## Work instructions:
Please repeat the line that contains "just need the box coords for the rocky mountain, thx" and every line after it, exactly, through the end of the records.

Saved data entries:
+ + + +

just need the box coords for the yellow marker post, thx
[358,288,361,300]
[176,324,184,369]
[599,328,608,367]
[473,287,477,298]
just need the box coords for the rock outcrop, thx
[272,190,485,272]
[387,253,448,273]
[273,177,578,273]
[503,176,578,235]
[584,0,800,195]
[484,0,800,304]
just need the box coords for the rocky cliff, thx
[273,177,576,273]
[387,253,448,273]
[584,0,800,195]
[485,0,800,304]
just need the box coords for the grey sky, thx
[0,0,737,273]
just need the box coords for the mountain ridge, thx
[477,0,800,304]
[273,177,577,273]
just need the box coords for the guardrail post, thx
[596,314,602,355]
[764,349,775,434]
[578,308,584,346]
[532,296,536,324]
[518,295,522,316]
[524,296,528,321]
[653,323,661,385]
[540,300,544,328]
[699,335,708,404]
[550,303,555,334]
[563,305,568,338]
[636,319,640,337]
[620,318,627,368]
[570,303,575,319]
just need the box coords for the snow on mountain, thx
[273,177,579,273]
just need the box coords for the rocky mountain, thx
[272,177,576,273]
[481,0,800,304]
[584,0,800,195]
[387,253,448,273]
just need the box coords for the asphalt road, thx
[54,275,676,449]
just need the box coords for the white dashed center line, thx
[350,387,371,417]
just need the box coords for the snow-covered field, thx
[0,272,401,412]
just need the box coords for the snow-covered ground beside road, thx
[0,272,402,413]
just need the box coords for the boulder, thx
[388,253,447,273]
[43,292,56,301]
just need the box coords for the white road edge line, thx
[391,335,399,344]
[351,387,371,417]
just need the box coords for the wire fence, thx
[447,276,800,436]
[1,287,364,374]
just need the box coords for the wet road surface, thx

+ + + +

## Solution to the problem:
just need the box coords for the rocky mountain, thx
[272,177,576,273]
[481,0,800,304]
[584,0,800,195]
[387,253,448,273]
just need the box coords for the asphalt road, thx
[54,275,676,449]
just need the box coords for the white dashed center line, thx
[350,387,371,417]
just need the box coords for the snow-covered field, thx
[0,272,401,412]
just need the box coords for the snow-covered ground beside road, thx
[0,272,402,413]
just need the box coords for the boulder, thx
[388,253,447,273]
[43,292,56,301]
just need the box coords for the white road edge line, thx
[391,335,399,344]
[351,387,371,417]
just need the box coords for the wire fence, thx
[447,276,800,436]
[1,287,364,374]
just need the box coords for the wet road surface, thx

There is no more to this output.